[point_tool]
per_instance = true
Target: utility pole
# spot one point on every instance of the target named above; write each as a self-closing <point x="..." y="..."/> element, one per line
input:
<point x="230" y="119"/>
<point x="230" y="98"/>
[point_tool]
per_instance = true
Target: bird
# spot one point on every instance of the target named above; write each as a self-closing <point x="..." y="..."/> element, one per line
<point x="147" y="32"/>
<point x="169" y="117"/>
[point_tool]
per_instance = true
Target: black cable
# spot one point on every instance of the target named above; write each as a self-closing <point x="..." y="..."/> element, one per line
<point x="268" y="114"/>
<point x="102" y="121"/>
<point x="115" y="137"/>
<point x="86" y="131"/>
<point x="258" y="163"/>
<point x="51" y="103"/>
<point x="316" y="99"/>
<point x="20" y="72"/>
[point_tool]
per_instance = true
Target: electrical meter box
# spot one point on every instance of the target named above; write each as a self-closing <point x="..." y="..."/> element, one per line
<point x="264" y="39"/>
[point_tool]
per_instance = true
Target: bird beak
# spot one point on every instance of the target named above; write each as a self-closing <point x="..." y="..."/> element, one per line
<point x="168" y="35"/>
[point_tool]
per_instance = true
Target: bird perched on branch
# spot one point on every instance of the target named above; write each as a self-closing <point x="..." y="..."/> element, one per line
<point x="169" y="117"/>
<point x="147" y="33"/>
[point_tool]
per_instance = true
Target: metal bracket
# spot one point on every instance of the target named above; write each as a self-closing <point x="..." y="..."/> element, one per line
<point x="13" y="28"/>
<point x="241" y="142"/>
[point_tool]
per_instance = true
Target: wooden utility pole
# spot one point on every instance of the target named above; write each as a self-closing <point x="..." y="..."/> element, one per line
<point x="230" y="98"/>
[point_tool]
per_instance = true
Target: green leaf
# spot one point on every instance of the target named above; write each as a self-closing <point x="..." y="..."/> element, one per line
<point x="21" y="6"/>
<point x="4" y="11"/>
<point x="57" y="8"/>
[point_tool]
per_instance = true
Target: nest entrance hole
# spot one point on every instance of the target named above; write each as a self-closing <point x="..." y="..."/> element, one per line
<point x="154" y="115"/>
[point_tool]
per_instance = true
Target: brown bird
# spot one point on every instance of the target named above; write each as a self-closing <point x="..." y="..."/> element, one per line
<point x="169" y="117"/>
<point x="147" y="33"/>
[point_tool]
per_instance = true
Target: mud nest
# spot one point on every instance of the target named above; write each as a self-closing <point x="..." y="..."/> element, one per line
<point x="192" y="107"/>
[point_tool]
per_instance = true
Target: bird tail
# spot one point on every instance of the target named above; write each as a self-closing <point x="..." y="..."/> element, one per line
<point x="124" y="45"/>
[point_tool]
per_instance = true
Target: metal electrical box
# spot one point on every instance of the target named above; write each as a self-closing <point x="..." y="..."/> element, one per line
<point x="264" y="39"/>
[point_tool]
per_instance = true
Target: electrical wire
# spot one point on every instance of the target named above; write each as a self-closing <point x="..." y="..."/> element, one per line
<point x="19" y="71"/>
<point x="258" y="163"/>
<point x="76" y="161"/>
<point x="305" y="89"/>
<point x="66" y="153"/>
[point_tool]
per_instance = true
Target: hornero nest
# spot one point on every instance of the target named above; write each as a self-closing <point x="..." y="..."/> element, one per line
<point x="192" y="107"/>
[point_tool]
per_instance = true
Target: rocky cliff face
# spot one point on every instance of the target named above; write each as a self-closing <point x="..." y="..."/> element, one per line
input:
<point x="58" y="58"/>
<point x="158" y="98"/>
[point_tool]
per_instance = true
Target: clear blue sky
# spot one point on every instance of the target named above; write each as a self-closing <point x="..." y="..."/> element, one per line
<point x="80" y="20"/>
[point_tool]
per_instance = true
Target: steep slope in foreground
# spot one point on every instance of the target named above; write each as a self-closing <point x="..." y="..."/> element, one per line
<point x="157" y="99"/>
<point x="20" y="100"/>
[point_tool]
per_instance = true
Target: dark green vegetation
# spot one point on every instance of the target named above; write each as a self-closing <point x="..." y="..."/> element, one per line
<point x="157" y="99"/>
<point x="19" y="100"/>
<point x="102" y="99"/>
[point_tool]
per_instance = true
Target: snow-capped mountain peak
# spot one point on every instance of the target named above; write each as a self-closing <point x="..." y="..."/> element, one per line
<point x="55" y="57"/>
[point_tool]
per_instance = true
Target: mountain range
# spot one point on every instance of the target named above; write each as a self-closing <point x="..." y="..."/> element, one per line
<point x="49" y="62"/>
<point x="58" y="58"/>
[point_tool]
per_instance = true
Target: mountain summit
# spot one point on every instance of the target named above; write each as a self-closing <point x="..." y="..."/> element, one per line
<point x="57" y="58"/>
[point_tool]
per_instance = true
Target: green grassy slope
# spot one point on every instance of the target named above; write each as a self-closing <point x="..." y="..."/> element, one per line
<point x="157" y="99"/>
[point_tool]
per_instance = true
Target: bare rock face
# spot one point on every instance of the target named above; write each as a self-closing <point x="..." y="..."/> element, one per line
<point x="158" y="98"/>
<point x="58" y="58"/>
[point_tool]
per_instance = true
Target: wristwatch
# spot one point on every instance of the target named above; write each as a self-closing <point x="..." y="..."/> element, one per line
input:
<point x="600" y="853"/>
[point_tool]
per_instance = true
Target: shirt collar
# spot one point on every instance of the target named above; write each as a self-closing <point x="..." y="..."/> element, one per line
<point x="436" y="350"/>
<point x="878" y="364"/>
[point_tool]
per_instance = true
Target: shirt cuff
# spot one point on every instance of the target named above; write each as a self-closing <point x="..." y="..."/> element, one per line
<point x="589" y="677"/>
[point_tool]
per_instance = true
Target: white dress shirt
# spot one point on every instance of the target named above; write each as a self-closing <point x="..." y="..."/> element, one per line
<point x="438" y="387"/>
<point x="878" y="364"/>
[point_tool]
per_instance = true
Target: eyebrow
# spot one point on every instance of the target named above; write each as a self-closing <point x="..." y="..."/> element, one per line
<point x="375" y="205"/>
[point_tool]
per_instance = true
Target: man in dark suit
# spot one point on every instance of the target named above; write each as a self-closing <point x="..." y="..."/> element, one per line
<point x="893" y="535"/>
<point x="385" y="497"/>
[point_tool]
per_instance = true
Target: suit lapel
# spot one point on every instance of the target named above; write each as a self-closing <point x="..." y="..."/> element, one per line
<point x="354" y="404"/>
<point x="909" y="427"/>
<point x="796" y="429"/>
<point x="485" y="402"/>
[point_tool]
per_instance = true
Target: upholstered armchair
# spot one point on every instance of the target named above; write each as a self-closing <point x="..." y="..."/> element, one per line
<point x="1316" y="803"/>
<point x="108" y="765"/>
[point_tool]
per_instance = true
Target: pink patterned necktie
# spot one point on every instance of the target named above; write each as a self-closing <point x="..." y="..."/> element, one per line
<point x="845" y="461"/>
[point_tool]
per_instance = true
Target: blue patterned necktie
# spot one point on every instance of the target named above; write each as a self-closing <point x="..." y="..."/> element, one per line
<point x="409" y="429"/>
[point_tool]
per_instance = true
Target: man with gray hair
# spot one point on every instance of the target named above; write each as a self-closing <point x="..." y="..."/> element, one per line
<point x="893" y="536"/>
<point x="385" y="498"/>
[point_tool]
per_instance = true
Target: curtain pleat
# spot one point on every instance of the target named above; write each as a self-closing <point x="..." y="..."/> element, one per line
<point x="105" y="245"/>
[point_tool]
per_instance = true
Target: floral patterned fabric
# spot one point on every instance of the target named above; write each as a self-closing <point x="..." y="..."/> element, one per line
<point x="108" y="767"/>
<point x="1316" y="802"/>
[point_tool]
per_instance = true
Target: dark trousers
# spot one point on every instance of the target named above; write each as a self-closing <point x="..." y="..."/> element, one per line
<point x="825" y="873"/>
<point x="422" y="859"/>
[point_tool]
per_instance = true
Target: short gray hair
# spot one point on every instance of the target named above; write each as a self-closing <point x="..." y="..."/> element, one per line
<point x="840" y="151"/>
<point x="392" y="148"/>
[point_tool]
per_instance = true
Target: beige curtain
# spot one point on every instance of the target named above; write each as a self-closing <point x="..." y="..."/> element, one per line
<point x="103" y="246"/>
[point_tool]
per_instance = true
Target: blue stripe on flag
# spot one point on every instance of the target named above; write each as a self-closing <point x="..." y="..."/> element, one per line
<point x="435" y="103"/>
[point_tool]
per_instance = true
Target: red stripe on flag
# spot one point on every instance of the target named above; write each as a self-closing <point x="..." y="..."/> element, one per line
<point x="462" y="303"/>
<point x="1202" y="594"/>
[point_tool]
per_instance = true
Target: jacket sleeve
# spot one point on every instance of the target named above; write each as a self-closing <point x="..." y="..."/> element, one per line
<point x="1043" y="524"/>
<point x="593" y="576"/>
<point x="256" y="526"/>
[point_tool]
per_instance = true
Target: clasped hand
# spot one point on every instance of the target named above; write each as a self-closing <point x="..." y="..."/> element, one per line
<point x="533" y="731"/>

**Task to complete:** Everything from the first line above up to and including the line that contains "Target: black cable" should be printed exactly; please print only that.

**Answer box:**
[point_tool]
per_instance = true
Target: utility pole
# spot one point on every instance of the target named above; write each as a self-closing <point x="..." y="..."/> element, one per line
input:
<point x="230" y="119"/>
<point x="230" y="98"/>
[point_tool]
per_instance = true
Target: bird
# spot one point on every instance of the target named above; write each as a self-closing <point x="..." y="..."/> element, one per line
<point x="147" y="32"/>
<point x="169" y="117"/>
[point_tool]
per_instance = true
Target: black cable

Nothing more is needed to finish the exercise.